• **Trecho selecionado**
A sua firmeza teórica e prática é uma verdadeira demonstração da vitalidade do pensamento marxista

É significativo e oportuno que seja prestada homenagem a Florestan Fernandes no quadro de um simpósio dedicado a celebrar o centenário da morte de Frederico Engels,[i] pois Florestan era um marxista convicto, embora não dogmático. Mesmo porque chegou ao marxismo no curso de um processo intelectual complexo, que não anulou, mas incorporou outras linhas teóricas.

Basta dizer que ao mesmo tempo em que estudava a obra de Marx, nos anos 1940, pautava a sua investigação pelos princípios do positivismo sociológico francês e do funcionalismo anglo-americano. Naquela altura, de um lado traduziu e fez uma sólida introdução à Crítica da Economia Política, de Karl Marx; de outro lado, usou o arsenal teórico do funcionalismo para desvendar a organização social dos Tupinambá. Além disso, era militante no grupo trotskista liderado por Herminio Sacchetta, que tentou em 1945 formar uma frente ampla com o nome de Coligação Democrática Radical, que não deu certo, mas à qual o jovem Florestan dedicou muito esforço durante certo tempo.

Diante disso, pode-se perguntar: era um eclético? Não. Em primeiro lugar, notem que estou descrevendo a fase inicial de uma formação que ainda não amadurecera por completo. Em segundo lugar, porque vendo as coisas de hoje percebe-se que estava explorando, como socialista, linhas teóricas de maneira por assim dizer paralela, acabando por extrair da sua interação uma visão coerente e flexível. Assim foi que ao cabo de certo número de anos o seu paralelismo teórico chegou ao que se poderia chamar de marxismo enriquecido, que foi a sua fórmula pessoal. Marx também explorou diferentes linhas, por vezes potencialmente conflitantes, como a economia liberal, inclusive a teoria de Ricardo, o radicalismo democrático francês, o materialismo filosófico alemão, e nem por isso foi eclético.

Itens de uma coleção:

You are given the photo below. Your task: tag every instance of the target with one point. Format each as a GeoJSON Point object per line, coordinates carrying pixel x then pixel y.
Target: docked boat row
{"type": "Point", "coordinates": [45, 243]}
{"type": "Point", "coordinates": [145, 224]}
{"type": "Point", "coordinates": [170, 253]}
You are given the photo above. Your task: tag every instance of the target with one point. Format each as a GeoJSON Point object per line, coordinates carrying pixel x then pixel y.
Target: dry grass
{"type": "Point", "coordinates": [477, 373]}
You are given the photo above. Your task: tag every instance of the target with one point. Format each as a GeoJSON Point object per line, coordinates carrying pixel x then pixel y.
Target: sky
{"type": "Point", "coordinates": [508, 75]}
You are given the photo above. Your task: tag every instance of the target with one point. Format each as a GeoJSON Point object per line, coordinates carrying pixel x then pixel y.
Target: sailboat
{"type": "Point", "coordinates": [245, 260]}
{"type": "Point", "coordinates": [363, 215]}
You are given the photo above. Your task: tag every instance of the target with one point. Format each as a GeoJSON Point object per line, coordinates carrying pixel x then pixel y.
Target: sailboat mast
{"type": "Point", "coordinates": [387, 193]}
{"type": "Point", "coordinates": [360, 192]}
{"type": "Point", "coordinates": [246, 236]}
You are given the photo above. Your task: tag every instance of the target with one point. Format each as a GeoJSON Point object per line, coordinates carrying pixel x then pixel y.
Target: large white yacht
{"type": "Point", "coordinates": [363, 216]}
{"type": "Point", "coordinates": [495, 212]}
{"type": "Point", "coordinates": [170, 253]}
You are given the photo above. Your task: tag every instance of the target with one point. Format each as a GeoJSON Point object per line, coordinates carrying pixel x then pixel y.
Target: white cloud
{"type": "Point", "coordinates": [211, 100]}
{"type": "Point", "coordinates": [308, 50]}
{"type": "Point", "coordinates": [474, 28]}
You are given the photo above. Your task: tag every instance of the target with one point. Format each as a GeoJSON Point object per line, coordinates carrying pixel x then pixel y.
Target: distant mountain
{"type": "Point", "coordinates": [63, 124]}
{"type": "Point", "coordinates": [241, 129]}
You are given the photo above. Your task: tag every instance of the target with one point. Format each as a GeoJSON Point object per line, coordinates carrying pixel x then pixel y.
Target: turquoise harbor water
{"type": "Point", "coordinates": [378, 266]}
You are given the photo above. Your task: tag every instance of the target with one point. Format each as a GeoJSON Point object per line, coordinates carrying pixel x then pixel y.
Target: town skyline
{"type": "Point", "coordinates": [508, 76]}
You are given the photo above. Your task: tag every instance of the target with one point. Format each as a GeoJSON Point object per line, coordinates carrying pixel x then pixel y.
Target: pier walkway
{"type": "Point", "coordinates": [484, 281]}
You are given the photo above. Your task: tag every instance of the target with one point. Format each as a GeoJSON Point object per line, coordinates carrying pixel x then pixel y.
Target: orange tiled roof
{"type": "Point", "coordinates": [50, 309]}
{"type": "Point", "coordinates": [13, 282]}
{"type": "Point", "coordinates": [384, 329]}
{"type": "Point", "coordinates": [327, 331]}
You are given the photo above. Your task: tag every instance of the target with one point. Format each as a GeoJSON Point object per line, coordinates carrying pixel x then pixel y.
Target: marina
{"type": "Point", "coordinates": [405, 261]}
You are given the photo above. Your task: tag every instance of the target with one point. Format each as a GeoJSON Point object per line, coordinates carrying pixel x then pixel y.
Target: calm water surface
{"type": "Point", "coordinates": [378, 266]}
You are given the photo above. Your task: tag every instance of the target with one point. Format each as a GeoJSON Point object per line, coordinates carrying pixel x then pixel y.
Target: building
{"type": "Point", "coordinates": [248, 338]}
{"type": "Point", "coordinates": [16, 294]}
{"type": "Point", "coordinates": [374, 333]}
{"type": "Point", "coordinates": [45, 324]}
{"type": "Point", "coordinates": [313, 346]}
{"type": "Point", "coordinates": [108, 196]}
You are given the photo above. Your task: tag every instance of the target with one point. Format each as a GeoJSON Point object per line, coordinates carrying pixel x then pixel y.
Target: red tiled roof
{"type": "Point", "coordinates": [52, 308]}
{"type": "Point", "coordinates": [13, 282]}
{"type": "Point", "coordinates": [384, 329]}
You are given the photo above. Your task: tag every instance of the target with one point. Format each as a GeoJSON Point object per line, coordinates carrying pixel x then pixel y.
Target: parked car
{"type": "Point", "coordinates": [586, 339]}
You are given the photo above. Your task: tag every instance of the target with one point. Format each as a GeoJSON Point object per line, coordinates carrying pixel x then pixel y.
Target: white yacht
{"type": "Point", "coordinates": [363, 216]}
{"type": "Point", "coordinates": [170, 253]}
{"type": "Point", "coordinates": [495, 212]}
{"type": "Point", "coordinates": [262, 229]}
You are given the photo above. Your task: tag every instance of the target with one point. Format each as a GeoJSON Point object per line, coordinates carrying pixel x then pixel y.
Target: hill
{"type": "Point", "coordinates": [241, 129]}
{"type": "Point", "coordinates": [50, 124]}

• **Instruções do exercício**
Copie, sem nenhuma alteração, a parte do trecho sobre Florestan Fernandes que começa em "Basta dizer que" e segue até "durante certo tempo.".

• **Resposta da tarefa**
Basta dizer que ao mesmo tempo em que estudava a obra de Marx, nos anos 1940, pautava a sua investigação pelos princípios do positivismo sociológico francês e do funcionalismo anglo-americano. Naquela altura, de um lado traduziu e fez uma sólida introdução à Crítica da Economia Política, de Karl Marx; de outro lado, usou o arsenal teórico do funcionalismo para desvendar a organização social dos Tupinambá. Além disso, era militante no grupo trotskista liderado por Herminio Sacchetta, que tentou em 1945 formar uma frente ampla com o nome de Coligação Democrática Radical, que não deu certo, mas à qual o jovem Florestan dedicou muito esforço durante certo tempo.